## Requirement:
Reproduce verbatim the lines of the entries below, starting with the line that contains "point_to MUST place one pin on each instance of the american" and ending with the last line of the entries, both included.

Collected data
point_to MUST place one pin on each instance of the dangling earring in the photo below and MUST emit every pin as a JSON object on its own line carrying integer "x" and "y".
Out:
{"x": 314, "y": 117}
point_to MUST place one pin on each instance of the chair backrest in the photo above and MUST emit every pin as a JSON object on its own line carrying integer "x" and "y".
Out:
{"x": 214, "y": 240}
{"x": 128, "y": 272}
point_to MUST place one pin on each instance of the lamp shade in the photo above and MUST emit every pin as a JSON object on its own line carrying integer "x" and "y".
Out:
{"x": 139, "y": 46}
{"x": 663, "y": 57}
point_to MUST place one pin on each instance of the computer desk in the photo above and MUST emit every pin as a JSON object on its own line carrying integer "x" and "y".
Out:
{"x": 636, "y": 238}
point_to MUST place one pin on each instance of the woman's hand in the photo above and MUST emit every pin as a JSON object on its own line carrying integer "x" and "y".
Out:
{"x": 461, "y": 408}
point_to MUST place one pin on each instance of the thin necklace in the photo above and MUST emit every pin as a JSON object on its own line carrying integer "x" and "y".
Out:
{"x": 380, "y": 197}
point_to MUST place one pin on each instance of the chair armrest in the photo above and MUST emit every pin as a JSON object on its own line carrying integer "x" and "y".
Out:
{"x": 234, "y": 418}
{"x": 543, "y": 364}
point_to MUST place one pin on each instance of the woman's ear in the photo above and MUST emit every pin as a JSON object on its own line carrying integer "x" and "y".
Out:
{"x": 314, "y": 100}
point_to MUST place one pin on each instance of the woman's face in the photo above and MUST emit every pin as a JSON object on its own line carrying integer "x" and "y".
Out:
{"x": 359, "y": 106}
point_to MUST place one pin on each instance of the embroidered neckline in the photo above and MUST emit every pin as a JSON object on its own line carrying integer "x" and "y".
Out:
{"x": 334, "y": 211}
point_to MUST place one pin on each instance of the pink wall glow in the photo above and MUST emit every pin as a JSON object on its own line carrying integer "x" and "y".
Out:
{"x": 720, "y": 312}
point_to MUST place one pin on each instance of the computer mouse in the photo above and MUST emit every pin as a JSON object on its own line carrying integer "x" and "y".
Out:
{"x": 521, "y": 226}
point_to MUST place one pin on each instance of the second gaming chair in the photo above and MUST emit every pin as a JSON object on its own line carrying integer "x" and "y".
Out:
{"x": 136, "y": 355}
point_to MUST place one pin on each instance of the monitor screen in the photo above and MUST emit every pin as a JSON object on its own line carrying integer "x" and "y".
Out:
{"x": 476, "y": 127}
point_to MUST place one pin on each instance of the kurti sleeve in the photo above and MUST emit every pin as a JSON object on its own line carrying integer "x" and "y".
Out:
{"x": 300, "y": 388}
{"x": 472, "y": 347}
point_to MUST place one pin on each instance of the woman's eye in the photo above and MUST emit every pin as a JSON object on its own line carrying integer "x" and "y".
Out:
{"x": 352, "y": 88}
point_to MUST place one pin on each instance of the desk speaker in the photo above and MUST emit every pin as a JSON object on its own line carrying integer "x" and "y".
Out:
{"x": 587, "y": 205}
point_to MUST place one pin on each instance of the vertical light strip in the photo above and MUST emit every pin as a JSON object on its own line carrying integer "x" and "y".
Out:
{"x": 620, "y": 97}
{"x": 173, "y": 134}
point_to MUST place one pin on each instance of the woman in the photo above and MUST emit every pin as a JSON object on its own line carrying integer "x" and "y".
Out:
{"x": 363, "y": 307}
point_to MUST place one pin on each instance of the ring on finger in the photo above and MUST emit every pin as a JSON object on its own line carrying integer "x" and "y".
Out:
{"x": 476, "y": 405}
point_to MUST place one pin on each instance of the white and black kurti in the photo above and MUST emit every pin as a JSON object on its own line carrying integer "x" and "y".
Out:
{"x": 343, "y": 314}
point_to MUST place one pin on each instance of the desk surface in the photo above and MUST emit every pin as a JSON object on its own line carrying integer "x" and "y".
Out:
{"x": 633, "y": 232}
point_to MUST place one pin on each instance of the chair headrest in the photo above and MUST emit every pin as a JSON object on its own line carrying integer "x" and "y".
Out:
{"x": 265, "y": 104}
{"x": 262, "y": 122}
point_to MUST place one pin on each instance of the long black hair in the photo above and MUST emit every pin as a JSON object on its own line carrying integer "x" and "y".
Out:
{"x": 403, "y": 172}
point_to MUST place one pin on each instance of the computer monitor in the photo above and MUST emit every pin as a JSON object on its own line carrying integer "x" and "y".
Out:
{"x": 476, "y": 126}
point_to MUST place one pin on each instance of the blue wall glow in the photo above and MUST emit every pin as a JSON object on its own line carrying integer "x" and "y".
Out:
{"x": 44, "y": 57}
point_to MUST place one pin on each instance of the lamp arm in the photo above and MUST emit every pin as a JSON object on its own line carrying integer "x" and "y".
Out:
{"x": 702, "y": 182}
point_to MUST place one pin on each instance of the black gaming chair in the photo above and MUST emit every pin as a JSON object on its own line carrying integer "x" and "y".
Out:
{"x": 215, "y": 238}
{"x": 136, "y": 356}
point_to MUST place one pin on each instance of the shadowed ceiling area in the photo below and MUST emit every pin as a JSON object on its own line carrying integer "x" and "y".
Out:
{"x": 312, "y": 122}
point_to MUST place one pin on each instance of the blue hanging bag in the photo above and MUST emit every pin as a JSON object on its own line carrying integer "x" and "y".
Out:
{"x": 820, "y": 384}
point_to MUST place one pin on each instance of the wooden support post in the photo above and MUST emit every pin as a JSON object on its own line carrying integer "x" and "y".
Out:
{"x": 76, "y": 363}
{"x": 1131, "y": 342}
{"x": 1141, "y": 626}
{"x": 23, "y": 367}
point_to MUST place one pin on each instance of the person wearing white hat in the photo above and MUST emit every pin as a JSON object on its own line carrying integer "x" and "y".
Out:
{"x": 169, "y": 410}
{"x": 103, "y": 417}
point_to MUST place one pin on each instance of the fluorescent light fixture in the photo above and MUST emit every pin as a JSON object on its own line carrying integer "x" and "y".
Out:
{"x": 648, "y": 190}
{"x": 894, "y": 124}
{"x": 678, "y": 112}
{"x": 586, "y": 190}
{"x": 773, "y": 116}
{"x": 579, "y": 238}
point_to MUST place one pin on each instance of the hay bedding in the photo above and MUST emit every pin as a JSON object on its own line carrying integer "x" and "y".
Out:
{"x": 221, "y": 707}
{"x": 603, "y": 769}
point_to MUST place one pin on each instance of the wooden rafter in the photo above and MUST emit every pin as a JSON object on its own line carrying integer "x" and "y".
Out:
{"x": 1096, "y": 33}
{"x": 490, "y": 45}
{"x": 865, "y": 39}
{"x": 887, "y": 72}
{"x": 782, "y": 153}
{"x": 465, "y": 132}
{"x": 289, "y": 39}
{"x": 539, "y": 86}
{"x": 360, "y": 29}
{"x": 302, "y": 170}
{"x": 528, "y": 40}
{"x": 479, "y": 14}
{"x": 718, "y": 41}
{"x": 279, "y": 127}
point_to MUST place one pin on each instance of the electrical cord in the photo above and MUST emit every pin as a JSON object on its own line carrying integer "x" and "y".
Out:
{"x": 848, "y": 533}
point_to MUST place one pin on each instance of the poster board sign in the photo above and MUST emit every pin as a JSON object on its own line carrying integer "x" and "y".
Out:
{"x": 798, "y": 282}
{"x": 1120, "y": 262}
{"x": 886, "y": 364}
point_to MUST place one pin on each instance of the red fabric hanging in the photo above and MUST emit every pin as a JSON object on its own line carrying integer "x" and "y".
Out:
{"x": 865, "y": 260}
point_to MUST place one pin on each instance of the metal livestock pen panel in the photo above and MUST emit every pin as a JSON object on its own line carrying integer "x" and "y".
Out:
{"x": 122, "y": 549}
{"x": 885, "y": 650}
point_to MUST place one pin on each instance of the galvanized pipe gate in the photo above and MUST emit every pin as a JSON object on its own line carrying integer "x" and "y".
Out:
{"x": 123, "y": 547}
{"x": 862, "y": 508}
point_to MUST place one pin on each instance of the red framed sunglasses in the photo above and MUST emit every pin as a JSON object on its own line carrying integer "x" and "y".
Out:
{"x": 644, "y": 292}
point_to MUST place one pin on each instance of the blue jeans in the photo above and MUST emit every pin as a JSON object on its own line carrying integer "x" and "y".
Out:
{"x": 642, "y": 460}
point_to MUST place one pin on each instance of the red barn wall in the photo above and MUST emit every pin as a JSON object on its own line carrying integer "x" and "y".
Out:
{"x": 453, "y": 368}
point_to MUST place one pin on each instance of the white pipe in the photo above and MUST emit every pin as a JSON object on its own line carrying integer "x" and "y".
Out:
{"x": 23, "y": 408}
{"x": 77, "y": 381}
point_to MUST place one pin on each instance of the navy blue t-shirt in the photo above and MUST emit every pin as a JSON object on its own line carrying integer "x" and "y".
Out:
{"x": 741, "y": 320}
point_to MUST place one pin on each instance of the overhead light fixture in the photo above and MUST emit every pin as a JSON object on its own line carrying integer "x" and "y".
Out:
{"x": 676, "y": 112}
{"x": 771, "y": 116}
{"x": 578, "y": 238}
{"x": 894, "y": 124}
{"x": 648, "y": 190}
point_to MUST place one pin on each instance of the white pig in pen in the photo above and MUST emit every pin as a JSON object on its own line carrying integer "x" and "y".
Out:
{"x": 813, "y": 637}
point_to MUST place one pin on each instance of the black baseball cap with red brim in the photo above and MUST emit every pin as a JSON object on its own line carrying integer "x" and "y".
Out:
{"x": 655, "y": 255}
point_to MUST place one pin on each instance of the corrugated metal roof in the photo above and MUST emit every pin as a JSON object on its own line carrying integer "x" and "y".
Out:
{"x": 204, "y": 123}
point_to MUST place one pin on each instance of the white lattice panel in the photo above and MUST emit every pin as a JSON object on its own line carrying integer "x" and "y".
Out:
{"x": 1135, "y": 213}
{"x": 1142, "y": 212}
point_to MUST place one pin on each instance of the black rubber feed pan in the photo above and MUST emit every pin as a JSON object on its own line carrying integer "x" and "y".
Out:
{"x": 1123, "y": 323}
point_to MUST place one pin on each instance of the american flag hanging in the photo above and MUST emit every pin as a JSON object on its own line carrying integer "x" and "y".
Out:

## Solution below:
point_to MUST place one pin on each instance of the american flag hanging in the photo above and MUST emit every pin as a JSON object on its own line carrying integer "x" and "y".
Out:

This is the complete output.